Return nothing but the lines from the line containing "Guideline: the keypoint for each instance of the eyeglasses" through the last line of the records, reproduced exactly.

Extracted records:
• • • • • • •

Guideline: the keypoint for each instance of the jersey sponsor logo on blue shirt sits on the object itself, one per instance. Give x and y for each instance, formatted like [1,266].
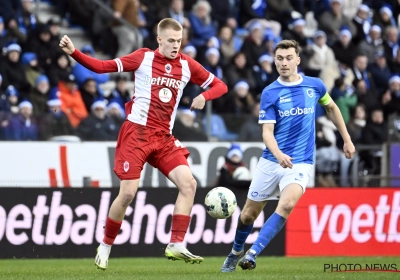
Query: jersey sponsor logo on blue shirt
[284,100]
[296,111]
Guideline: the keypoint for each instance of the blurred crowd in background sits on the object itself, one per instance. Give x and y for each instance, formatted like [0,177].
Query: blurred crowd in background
[352,45]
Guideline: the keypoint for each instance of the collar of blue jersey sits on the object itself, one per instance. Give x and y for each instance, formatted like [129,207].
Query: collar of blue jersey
[295,83]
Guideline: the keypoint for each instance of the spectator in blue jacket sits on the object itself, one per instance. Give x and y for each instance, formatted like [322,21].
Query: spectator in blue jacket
[202,26]
[21,126]
[82,74]
[9,100]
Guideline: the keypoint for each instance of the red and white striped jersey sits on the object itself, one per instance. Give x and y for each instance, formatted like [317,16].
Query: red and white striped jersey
[159,83]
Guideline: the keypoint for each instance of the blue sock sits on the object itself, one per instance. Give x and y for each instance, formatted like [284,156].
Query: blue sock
[242,232]
[271,227]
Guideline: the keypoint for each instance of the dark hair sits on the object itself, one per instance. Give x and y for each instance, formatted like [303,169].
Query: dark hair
[287,44]
[169,23]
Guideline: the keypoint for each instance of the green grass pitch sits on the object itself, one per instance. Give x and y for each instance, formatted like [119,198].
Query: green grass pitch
[161,268]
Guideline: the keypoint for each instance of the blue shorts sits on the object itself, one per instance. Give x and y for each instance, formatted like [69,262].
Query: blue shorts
[270,179]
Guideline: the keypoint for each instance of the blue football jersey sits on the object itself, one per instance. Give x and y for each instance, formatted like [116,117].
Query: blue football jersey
[291,106]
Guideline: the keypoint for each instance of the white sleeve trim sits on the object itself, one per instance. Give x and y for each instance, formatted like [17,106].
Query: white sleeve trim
[267,121]
[119,64]
[208,81]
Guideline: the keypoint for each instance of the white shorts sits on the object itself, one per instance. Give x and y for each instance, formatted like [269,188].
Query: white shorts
[270,179]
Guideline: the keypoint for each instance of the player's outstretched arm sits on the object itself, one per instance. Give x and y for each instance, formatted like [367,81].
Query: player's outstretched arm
[336,117]
[91,63]
[270,141]
[66,45]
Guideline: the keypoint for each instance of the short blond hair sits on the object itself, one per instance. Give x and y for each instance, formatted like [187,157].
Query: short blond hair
[168,23]
[287,44]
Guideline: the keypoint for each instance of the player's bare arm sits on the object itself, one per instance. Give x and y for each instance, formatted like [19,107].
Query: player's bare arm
[66,45]
[335,116]
[270,141]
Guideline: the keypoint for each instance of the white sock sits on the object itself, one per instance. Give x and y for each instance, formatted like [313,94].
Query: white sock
[178,244]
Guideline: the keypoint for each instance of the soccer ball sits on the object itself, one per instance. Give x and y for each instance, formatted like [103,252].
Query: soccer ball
[220,203]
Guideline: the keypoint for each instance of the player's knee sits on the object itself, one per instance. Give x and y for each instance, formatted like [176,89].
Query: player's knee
[287,206]
[188,188]
[248,217]
[126,197]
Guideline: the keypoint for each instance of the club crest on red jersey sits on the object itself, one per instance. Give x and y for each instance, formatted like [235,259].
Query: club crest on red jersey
[168,68]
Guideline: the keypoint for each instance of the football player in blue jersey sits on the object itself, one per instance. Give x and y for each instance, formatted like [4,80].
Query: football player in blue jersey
[287,114]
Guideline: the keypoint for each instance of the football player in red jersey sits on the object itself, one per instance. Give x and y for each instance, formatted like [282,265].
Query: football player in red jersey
[145,136]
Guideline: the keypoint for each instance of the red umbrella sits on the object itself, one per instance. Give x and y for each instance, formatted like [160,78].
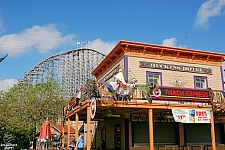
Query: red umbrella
[45,132]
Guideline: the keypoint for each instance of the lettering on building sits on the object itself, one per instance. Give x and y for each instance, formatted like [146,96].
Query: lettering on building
[172,67]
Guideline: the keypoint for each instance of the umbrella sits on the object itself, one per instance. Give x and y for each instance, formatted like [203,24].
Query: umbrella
[45,132]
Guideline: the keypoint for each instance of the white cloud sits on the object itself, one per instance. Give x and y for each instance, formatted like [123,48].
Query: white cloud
[102,47]
[170,42]
[1,25]
[41,38]
[209,9]
[6,84]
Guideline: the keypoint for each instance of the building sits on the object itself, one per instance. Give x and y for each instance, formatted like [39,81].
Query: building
[178,101]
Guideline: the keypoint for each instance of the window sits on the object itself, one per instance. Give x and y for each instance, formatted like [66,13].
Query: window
[153,78]
[200,82]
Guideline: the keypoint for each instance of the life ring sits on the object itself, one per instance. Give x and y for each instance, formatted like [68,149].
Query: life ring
[93,107]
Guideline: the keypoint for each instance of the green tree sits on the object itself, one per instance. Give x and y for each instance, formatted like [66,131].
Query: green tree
[25,107]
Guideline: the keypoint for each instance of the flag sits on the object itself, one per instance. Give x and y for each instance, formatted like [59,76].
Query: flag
[79,93]
[111,86]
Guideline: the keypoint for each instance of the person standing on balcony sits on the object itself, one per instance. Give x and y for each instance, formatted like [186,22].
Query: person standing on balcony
[80,142]
[72,144]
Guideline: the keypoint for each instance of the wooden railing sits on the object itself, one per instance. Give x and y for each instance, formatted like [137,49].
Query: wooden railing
[132,94]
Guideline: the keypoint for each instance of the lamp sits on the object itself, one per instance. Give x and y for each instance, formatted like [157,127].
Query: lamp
[167,103]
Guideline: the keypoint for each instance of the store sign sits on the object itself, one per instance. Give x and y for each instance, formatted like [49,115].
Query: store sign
[182,93]
[172,67]
[191,115]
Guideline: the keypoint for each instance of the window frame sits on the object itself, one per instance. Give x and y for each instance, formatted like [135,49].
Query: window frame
[154,73]
[201,77]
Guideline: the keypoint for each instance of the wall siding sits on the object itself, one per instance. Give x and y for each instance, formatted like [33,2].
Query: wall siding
[109,124]
[214,80]
[120,62]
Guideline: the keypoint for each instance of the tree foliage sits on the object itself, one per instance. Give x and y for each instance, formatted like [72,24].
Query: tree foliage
[26,106]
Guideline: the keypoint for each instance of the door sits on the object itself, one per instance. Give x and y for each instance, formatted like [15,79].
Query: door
[117,137]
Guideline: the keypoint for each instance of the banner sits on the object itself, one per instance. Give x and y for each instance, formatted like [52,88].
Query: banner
[191,115]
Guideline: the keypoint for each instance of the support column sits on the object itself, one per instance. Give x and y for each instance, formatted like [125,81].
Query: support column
[68,134]
[88,143]
[150,125]
[63,137]
[213,131]
[76,127]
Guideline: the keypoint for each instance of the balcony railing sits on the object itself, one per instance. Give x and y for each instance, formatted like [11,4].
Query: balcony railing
[133,93]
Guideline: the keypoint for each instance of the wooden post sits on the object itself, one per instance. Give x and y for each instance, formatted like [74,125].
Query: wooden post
[150,125]
[88,143]
[68,134]
[63,135]
[213,131]
[76,129]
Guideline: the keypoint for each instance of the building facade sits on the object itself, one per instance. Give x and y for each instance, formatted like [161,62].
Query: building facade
[168,80]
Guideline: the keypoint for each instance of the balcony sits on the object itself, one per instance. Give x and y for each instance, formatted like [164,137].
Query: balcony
[145,93]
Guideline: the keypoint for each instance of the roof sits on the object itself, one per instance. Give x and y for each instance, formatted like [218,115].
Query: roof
[59,128]
[123,48]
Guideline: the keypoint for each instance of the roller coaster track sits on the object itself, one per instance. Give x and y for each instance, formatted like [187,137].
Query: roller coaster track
[70,69]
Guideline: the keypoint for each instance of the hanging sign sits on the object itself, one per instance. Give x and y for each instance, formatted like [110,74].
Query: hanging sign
[156,92]
[191,115]
[175,93]
[93,107]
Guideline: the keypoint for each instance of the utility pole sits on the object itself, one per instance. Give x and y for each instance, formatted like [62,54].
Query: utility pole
[1,59]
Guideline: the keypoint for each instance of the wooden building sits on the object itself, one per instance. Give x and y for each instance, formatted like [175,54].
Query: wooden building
[174,86]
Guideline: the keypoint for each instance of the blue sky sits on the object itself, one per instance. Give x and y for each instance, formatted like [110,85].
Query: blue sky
[32,30]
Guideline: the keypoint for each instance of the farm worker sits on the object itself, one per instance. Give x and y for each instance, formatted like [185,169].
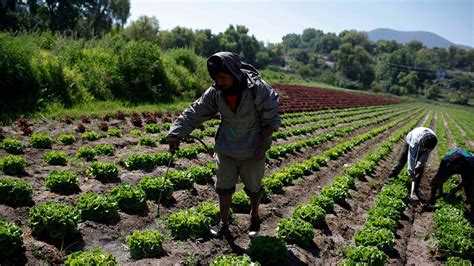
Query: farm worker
[419,143]
[461,162]
[249,113]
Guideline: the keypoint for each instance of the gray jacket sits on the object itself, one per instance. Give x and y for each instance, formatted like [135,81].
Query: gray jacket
[413,139]
[238,135]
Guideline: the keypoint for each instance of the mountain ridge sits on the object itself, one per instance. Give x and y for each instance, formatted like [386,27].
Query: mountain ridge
[429,39]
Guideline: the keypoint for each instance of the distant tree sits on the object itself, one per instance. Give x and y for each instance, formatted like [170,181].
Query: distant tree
[291,41]
[144,28]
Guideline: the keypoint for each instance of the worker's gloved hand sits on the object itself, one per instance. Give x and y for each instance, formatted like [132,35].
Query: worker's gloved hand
[173,142]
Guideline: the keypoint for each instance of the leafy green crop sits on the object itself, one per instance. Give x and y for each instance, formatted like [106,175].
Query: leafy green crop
[103,171]
[53,220]
[41,141]
[272,185]
[114,132]
[96,207]
[93,257]
[67,139]
[56,158]
[310,213]
[146,141]
[90,135]
[145,244]
[210,209]
[152,128]
[11,239]
[295,231]
[188,224]
[180,180]
[200,174]
[153,186]
[129,198]
[13,164]
[62,181]
[140,161]
[322,201]
[233,260]
[12,146]
[104,149]
[337,192]
[381,238]
[15,191]
[361,255]
[240,202]
[86,152]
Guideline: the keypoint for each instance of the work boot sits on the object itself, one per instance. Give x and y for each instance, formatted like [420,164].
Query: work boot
[221,229]
[254,227]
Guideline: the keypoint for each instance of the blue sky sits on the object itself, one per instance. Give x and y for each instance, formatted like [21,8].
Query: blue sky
[270,20]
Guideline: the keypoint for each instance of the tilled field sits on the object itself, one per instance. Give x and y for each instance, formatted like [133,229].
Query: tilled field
[330,147]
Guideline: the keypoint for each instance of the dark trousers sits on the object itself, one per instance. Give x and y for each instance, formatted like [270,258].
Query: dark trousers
[402,160]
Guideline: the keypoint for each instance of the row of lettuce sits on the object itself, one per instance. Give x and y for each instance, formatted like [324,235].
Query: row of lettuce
[194,222]
[453,235]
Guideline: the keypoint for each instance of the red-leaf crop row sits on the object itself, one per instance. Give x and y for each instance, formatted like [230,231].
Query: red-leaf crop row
[295,98]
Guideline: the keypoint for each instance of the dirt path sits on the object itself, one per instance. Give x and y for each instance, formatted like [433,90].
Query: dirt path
[414,244]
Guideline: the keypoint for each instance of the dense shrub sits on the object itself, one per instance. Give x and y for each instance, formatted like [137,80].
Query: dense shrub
[41,141]
[18,84]
[93,257]
[96,207]
[12,146]
[267,250]
[187,72]
[145,244]
[56,158]
[144,76]
[13,164]
[129,198]
[62,181]
[53,220]
[15,191]
[11,239]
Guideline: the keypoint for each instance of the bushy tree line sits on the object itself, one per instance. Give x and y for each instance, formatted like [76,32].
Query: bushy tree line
[37,69]
[351,60]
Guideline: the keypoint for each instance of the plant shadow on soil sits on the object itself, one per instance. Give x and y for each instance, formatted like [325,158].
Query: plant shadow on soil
[69,244]
[18,259]
[324,227]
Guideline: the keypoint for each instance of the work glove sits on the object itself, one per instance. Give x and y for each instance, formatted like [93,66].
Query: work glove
[173,142]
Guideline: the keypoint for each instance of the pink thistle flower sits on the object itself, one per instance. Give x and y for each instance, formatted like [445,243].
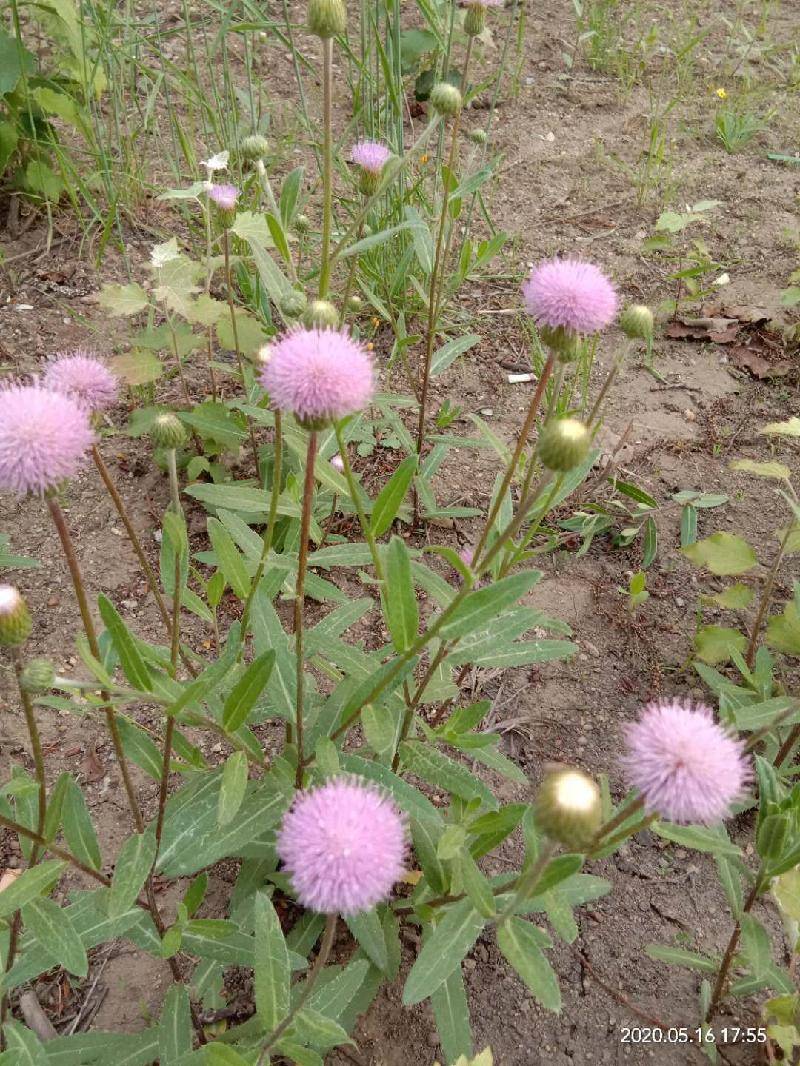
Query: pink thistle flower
[572,294]
[686,765]
[344,845]
[224,196]
[370,156]
[319,374]
[84,377]
[44,436]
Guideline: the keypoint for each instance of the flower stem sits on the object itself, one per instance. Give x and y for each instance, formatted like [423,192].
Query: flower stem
[324,274]
[270,531]
[319,963]
[89,627]
[305,525]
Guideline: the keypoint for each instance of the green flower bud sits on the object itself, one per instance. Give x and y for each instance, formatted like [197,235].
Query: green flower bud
[563,443]
[38,676]
[475,19]
[636,322]
[563,342]
[446,98]
[568,807]
[254,147]
[293,304]
[168,431]
[321,315]
[15,619]
[326,18]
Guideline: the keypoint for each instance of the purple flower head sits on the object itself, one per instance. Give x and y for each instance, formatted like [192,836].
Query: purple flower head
[84,377]
[344,845]
[224,196]
[44,436]
[572,294]
[687,768]
[319,374]
[370,156]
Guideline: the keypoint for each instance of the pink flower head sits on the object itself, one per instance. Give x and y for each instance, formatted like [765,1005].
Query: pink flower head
[687,768]
[43,438]
[572,294]
[370,156]
[319,374]
[344,845]
[84,377]
[224,196]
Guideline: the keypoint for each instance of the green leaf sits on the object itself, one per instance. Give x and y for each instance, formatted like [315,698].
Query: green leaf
[133,865]
[442,953]
[29,886]
[393,494]
[272,973]
[399,600]
[234,787]
[522,946]
[53,930]
[722,553]
[481,606]
[451,1015]
[175,1030]
[228,559]
[130,660]
[246,691]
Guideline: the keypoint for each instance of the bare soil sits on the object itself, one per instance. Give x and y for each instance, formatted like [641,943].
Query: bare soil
[566,140]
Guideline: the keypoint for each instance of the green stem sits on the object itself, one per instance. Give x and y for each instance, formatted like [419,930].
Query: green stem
[324,274]
[319,963]
[305,525]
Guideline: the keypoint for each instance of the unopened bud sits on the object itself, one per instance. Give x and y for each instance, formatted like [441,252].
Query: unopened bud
[568,807]
[326,18]
[636,322]
[15,619]
[446,98]
[563,443]
[168,431]
[321,315]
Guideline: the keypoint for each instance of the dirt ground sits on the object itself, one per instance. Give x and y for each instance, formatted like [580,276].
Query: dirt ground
[566,141]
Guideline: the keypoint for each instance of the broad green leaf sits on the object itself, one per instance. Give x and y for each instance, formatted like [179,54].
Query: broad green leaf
[246,691]
[228,559]
[442,953]
[722,553]
[272,973]
[234,787]
[393,494]
[31,884]
[399,600]
[130,660]
[131,870]
[522,945]
[53,930]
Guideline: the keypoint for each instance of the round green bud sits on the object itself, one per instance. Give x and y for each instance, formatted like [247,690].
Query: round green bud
[563,342]
[636,322]
[38,676]
[254,147]
[563,443]
[568,807]
[168,431]
[15,619]
[293,304]
[321,315]
[326,18]
[446,98]
[475,19]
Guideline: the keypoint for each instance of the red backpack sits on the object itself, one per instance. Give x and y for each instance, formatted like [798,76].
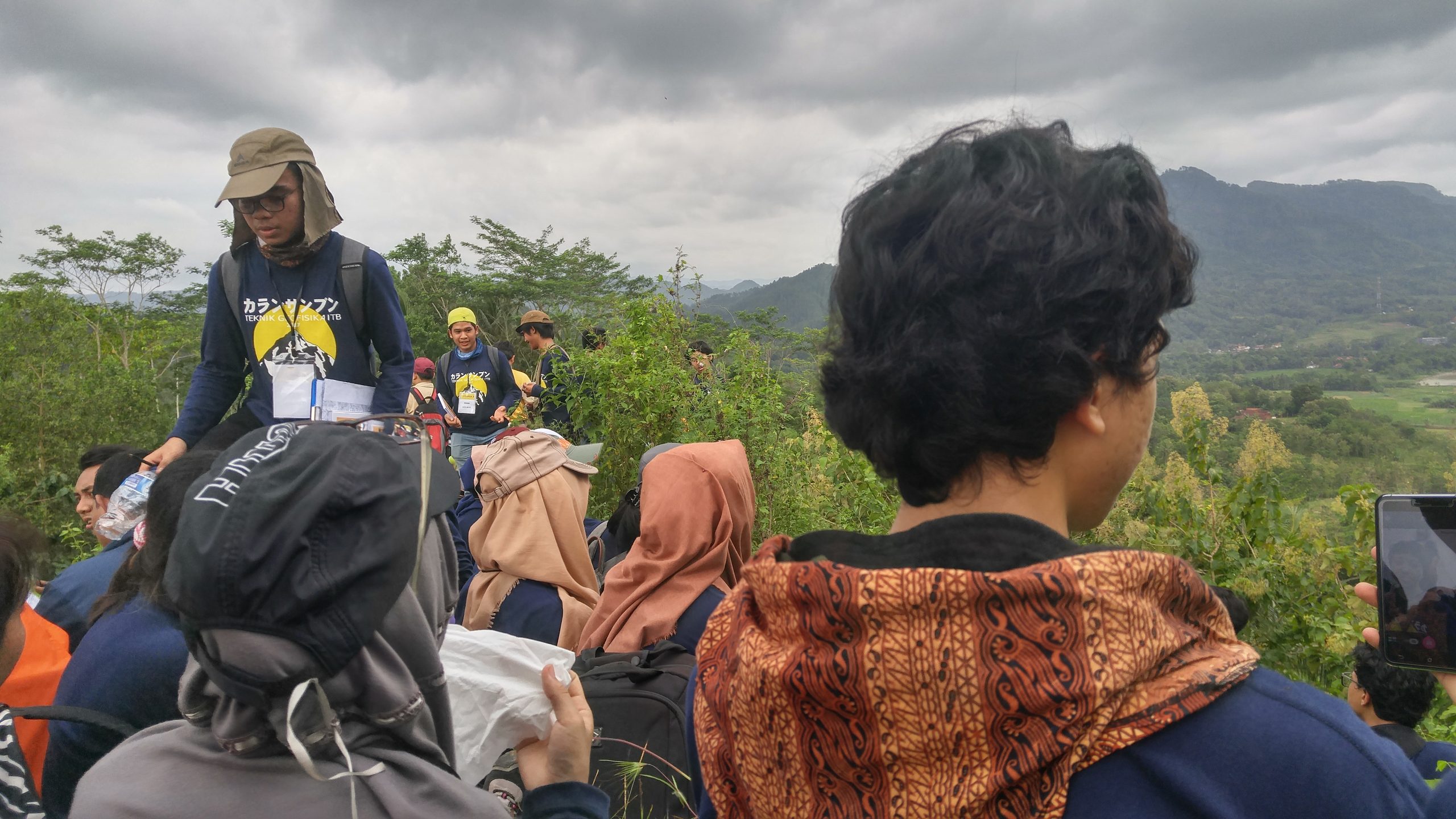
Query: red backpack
[428,411]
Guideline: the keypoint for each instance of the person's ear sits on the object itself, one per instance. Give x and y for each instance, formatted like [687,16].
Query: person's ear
[1090,411]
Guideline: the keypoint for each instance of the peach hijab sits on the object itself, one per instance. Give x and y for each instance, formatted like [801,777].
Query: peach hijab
[532,532]
[698,507]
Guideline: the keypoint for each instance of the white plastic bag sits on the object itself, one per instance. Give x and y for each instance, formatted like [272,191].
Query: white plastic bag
[495,694]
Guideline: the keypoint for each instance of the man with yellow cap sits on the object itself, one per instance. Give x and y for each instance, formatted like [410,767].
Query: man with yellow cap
[290,302]
[474,385]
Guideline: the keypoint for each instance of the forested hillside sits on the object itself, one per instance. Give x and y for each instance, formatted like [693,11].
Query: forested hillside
[1276,260]
[1280,260]
[803,299]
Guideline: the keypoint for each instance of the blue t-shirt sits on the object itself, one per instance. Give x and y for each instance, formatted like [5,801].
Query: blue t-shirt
[268,296]
[69,599]
[690,626]
[129,665]
[532,611]
[477,378]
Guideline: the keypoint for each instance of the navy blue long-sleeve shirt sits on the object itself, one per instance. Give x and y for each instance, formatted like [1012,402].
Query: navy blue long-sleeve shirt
[68,599]
[478,378]
[129,667]
[267,295]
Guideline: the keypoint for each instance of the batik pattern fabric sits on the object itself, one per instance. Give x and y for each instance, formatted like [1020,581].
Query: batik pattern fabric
[18,796]
[832,691]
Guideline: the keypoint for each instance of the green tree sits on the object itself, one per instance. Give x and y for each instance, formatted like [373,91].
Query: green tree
[1302,394]
[92,268]
[549,274]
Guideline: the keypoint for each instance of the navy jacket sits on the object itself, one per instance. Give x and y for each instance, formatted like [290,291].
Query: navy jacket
[267,293]
[479,378]
[68,599]
[129,667]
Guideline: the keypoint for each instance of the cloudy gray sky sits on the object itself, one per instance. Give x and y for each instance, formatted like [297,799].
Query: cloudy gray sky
[733,129]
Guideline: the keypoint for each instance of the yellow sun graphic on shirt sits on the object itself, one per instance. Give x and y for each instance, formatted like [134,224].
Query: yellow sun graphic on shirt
[274,341]
[472,382]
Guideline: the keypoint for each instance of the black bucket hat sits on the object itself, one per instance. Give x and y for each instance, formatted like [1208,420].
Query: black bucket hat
[303,532]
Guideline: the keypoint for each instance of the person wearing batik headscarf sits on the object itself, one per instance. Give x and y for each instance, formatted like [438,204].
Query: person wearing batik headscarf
[292,301]
[999,315]
[696,531]
[535,576]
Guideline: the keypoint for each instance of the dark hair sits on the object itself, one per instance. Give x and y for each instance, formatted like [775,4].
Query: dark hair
[98,455]
[1400,696]
[983,288]
[142,573]
[19,544]
[115,470]
[593,337]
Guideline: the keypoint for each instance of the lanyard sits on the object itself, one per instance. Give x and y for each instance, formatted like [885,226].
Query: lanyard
[297,304]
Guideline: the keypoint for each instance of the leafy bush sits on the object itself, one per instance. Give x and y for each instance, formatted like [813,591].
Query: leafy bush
[640,392]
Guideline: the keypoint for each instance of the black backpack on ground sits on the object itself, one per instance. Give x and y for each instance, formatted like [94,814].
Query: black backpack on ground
[640,752]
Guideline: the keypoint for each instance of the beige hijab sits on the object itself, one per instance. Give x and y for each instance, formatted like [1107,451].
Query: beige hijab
[319,214]
[533,532]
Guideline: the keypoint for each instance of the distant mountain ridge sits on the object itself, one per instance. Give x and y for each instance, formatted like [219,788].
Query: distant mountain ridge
[803,299]
[1276,260]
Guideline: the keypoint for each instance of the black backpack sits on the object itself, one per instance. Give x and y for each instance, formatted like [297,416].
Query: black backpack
[640,752]
[638,700]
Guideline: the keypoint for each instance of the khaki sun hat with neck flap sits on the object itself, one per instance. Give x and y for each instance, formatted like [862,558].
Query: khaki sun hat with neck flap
[258,161]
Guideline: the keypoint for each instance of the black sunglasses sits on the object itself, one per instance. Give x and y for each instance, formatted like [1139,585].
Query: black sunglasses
[273,203]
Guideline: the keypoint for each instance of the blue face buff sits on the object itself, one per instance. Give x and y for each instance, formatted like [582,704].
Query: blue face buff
[471,354]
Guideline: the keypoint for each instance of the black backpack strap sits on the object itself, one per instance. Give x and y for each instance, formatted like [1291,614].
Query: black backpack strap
[443,372]
[76,714]
[230,276]
[351,280]
[503,367]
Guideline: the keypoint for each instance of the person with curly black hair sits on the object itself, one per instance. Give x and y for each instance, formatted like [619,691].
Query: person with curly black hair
[1392,701]
[999,311]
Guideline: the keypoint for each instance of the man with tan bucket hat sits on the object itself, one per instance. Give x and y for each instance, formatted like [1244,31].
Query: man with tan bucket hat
[290,302]
[548,387]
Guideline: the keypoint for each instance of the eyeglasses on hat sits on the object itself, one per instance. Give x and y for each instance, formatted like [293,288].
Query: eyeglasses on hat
[273,203]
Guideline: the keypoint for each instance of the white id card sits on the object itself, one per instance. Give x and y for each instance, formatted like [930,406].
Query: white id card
[293,391]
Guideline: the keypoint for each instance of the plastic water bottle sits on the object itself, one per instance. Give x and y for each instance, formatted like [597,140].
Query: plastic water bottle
[127,507]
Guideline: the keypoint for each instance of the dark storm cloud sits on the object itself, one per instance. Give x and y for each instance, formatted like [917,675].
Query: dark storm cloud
[737,129]
[506,66]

• • • • • • •

WRITTEN SOLUTION.
Guideline: the keypoint for each instance of the eyeglasses on hat sits on the object itself, one per instance. Give x and y for each instance, formatted like [293,288].
Query: eyeglasses on hat
[273,203]
Guideline: the keypoint for each instance of the white id card sits on the object itself, one per instance. Give x and y for each instance, formatted like [930,406].
Query: white id card
[293,391]
Guideline: the keypoint for each instance of the plastic water bottle sits on the object itself, one per instance. Give x and y for each instance, formatted like [597,140].
Query: plastic water bottle
[127,507]
Guideline: the keypoint for each instance of the dark storm cloud sits on the object itself, one per instance. Give x and y for each instance, formatted like [917,675].
Query: dark storm cloud
[737,129]
[506,66]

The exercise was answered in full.